◆ Consignes de travail
1. D'après le texte sur les télomères, combien de temps après une retraite méditative ses effets sur les télomères restent-ils très présents ?
2. Rédigez la suite du texte sur les télomères à partir de sa dernière phrase.
---- Texte fourni
Mais les chercheurs ont voulu aller encore plus loin que le stress en essayant de trouver une corrélation entre certains comportements et la longueur des télomères (et donc l’espérance de santé).
Même si cela peut parfois nous paraître intuitif, je suis très impressionné que l’on ait pu prouver scientifiquement que les comportements suivants nous propulsent vers la maladie :
- le pessimisme
- être dans ses pensées (au lieu du moment présent)
- la rumination (penser à un problème sans le résoudre)
- dépenser trop d’argent
- conduire trop vite
- manger trop
- l’alcoolisme
- être impulsif
- être hostile
Heureusement, il est possible de réduire son stress et d’augmenter la taille de ses télomère avec certaines pratiques telles que :
- la méditation
- le Qi Gong
- l’exercice
La retraite méditative possède un effet puissant sur les télomères : même 5 mois après, les effets sont toujours très présents !
Mais les attitudes suivantes sont également bénéfiques :
- avoir des objectifs
- se porter volontaire
- être consciencieux (organisés, persistants et focalisés)
- se réveiller heureux
Fait surprenant : être consciencieux est le trait de personnalité qui est, parmi les comportements, le prédicateur de longévité le plus fiable.
Pour vous réveiller heureux, Elissa conseille de commencer sa journée par des pensées de gratitude.
--------
---- Données sources
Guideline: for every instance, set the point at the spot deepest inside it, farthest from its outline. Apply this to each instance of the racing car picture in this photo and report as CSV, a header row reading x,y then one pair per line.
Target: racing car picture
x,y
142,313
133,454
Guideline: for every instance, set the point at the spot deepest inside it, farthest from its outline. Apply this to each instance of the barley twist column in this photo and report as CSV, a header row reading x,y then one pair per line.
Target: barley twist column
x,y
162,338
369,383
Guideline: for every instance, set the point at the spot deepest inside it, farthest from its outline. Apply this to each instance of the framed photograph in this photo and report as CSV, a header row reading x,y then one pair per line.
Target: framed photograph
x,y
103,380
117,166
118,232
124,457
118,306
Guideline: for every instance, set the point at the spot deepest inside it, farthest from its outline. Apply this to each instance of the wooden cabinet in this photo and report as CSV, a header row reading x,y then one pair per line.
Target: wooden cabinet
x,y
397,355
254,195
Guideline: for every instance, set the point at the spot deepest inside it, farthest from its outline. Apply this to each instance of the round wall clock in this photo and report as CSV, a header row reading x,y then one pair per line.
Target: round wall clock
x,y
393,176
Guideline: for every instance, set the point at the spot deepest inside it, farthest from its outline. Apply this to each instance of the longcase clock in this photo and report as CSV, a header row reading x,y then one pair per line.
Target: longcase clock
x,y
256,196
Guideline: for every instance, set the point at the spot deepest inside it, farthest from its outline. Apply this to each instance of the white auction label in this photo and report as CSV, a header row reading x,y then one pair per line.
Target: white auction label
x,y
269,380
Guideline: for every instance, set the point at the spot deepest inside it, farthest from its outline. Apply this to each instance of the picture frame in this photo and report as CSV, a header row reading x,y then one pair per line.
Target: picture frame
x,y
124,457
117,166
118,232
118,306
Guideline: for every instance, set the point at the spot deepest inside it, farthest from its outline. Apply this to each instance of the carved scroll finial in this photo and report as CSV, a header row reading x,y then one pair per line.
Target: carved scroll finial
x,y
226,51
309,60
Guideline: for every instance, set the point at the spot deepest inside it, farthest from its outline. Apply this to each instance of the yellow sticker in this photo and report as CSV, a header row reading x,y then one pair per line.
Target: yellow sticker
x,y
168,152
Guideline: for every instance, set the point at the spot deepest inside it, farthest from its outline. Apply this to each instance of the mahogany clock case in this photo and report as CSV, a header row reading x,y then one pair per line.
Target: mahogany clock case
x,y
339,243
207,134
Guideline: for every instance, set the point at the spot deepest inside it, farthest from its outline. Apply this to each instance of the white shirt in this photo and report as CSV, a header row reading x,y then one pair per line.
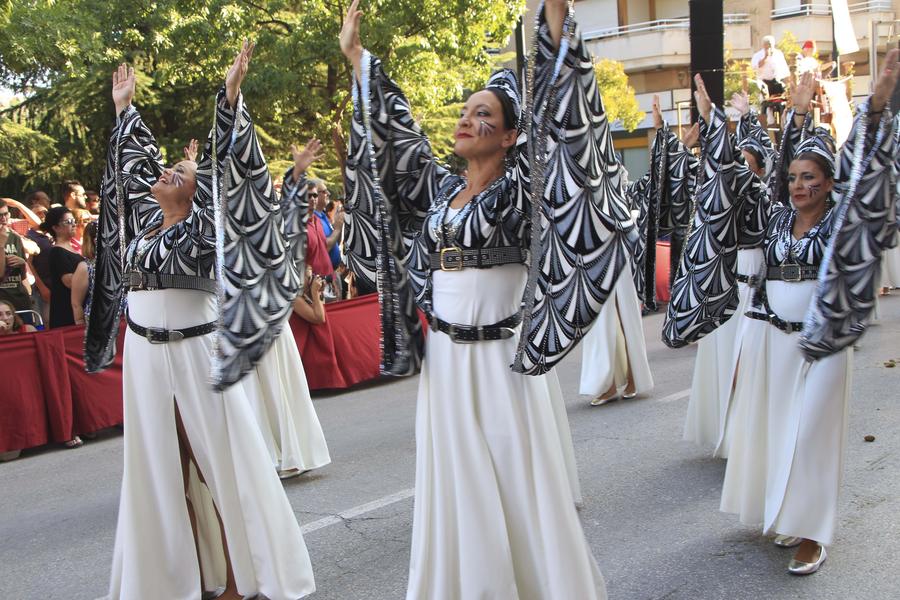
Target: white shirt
--------
---- Données sources
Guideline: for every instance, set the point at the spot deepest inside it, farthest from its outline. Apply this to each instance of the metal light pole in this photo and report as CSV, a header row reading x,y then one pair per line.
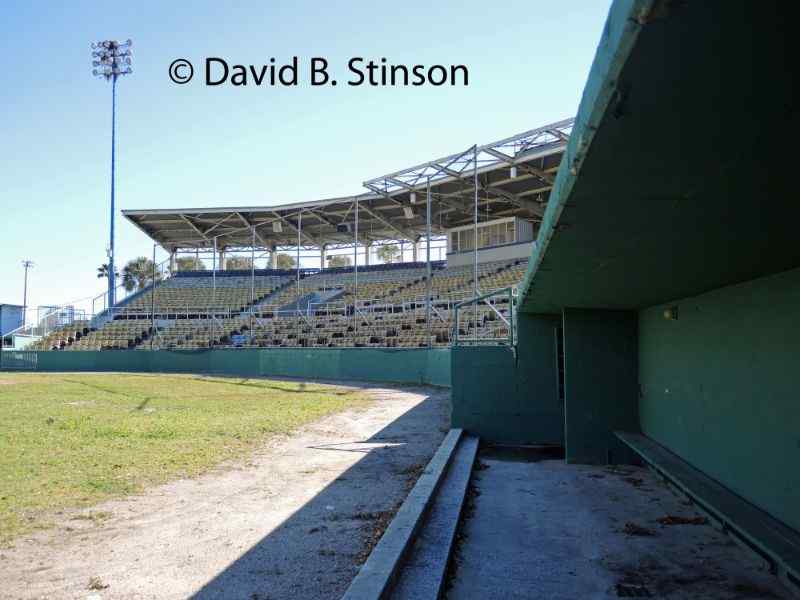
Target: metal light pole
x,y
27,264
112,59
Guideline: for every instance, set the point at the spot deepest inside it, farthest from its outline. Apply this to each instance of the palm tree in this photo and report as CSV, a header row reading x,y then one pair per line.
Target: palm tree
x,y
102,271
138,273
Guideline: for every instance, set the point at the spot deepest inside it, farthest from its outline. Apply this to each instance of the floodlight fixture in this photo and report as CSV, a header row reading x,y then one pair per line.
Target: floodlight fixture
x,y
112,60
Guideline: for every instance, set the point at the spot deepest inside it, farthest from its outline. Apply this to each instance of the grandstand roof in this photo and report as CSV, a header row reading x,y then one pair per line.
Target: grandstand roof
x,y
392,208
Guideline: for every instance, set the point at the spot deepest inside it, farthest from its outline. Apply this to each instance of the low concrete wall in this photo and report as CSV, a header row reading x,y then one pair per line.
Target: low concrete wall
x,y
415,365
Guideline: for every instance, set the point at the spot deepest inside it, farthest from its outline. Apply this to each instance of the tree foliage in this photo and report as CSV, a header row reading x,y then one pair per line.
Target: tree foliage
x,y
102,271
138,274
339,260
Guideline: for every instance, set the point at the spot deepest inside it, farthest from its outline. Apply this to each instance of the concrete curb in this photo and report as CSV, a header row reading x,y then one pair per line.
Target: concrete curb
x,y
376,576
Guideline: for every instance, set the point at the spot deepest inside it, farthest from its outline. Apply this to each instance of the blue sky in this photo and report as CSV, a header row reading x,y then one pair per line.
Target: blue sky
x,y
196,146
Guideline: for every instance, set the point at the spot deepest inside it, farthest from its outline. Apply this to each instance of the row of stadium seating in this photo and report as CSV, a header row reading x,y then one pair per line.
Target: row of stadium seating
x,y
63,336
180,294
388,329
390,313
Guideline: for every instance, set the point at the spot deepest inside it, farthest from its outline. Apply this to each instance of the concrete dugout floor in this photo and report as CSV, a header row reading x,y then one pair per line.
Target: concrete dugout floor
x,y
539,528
--------
◆ Corrigé des réponses
1. Ils sont encore très présents même 5 mois après la retraite.

2.
En résumé : la façon dont nous pensons et agissons possède une forte influence sur notre santé !
Chaque jour, lorsque vous vous réveillez, pensez : « Aujourd’hui j’ai la chance d’être en vie, j’ai une précieuse vie humaine, je ne vais pas la gâcher ».
Dalai Lama
L’age est un problème d’état d’esprit plus que de faits. Si tu t’en fou, cela n’a alors pas d’importance.
Becca Levy, psychologue sociale à l’université de Yale.
Anxiété et dépression
Avoir un trouble de l’anxiété montre sur le moment des télomères courts, mais si ce trouble fait parti du passé, il n’est alors plus visible. Par contre, les personnes ayant subit une dépression par le passé montrent généralement des télomères courts à plus long terme.
Télomères et environment social
Une étude de 2015 publiée dans le Journal of Health and Social Behavior a révélé que les personnes qui son contraintes de vivre dans un quartier dangereux ont tendance à avoir des télomères plus courts.
De même, un environment social avec faible cohésion sociale sont néfastes pour les télomères. Indépendamment du niveau de richesse. La propreté et la présence d’espaces verts jouent également un rôle clé pour notre santé !
Les télomères courts se transmettent à l’enfant !
Si les parents ont eu une vie difficile, il est probable qu’ils transmettent leurs courts télomères à leurs enfants. La taille des télomères est transmise à l’embryon, et tous les choix de vies des parents vont impacter les enfants : tabagisme, alimentation, stress…
Conclusion
Ce livre nous explique l’importance d’une bonne alimentation, de l’activité physique et du sommeil sur les télomères et donc sur notre santé. Comme j’en parle suffisamment sur ce blog, j’ai volontairement éludé cette partie afin de laisser plus de place au reste. Mais gardez à l’esprit qu’alimentation, activité physique et sommeil restent les clés d’une vie saine.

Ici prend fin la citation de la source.